═════ Data to use ═════

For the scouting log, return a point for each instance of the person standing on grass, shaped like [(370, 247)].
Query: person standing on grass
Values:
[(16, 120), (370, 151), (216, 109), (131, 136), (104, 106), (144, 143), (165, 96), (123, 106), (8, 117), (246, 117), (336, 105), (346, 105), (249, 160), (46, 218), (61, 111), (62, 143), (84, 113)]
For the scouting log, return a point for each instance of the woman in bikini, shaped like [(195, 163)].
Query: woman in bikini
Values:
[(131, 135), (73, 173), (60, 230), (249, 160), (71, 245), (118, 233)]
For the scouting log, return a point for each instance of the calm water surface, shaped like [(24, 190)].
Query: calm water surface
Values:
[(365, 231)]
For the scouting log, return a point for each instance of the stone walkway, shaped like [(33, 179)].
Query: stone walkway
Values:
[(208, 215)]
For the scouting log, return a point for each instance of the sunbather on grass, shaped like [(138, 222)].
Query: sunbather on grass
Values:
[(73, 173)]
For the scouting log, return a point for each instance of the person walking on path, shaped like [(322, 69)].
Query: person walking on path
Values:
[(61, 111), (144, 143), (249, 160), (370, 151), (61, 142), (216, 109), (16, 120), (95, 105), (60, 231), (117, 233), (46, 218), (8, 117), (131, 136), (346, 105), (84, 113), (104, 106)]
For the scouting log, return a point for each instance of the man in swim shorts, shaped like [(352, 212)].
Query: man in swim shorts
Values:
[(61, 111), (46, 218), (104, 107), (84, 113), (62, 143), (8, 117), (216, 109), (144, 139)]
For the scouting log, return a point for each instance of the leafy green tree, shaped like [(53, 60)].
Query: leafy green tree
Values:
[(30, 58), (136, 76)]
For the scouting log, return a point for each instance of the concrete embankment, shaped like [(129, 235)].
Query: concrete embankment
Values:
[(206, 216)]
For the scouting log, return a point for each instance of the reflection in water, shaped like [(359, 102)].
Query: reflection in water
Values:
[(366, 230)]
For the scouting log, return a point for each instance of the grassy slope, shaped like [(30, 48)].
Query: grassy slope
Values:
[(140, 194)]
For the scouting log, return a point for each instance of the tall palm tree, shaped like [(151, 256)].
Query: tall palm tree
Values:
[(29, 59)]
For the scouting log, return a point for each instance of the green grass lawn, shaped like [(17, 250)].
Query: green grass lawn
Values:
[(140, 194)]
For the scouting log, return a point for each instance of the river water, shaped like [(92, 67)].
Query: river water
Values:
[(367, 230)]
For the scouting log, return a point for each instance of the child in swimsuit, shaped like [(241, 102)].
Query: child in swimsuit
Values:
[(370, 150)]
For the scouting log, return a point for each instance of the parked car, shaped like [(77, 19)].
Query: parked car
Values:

═════

Request:
Reproduce every one of the lines above verbatim, with nothing changed.

Correct result:
For the scouting log, return a point for each instance of the person standing on grass, shaped like [(370, 247)].
Query: person standing on grass
Values:
[(16, 120), (370, 151), (216, 109), (131, 136), (104, 106), (144, 143), (165, 96), (123, 106), (8, 117), (246, 117), (336, 105), (346, 105), (249, 160), (46, 218), (61, 111), (62, 143), (84, 113)]
For the scouting log, return a point for each instance of the woman in bikini, shaped like [(195, 163)].
Query: woman in bikini
Values:
[(131, 135), (73, 173), (60, 230), (249, 160), (71, 245), (118, 233)]
For the scouting log, return a point for each instance of the calm water surface, shaped like [(24, 190)].
Query: calm water surface
Values:
[(365, 231)]
For the scouting log, return a point for each instance of the stone walkway, shaped like [(33, 179)].
Query: stone walkway
Values:
[(208, 215)]
For the scouting log, return a point for each instance of the sunbather on grass, shaped like [(138, 222)].
Query: sunbather on grass
Values:
[(73, 173)]
For the scouting log, return a point for each instance of the person walking on path, shaped like [(322, 69)].
Query: person walking on path
Values:
[(61, 111), (144, 143), (249, 160), (370, 151), (61, 142), (216, 109), (16, 120), (95, 105), (60, 231), (117, 233), (46, 218), (8, 117), (131, 136), (346, 105), (84, 113), (104, 106)]
For the scouting log, return a point for each instance of the man in swim shorts, shaped like [(352, 212)].
Query: man in swim shorts
Values:
[(61, 111), (46, 218), (104, 107), (84, 113), (62, 143), (8, 117), (216, 109), (144, 139)]
For the scouting log, return a point for each instance of the leafy green tree, shaped like [(53, 60)].
Query: leafy green tree
Values:
[(30, 58), (136, 76)]
For the scouting log, return a point for each instance of the concrete embankment, shaped like [(129, 235)].
Query: concrete embankment
Values:
[(206, 216)]
For the scouting log, return a point for each instance of the reflection in water, shaped like [(359, 102)].
Query: reflection in water
Values:
[(366, 230)]
For the scouting log, return a point for each instance of the grassy slope, shaped like [(30, 48)].
Query: grassy slope
Values:
[(140, 194)]
For the scouting log, return a point for each instance of the tall palm tree, shaped like [(151, 256)].
Query: tall palm tree
Values:
[(29, 59)]
For the scouting log, return a point for each instance of the green grass lawn, shaped like [(17, 250)].
Query: green grass lawn
Values:
[(140, 194)]
For the scouting log, return a point for each instance of the river water, shaped like [(92, 67)].
Query: river water
Values:
[(367, 230)]
For the scouting log, return a point for each instance of the child in swimsuit, shaped like [(241, 102)].
Query: child in swimsuit
Values:
[(370, 150)]
For the scouting log, return a point for each instance of the parked car, shaped like [(77, 19)].
Query: parked car
Values:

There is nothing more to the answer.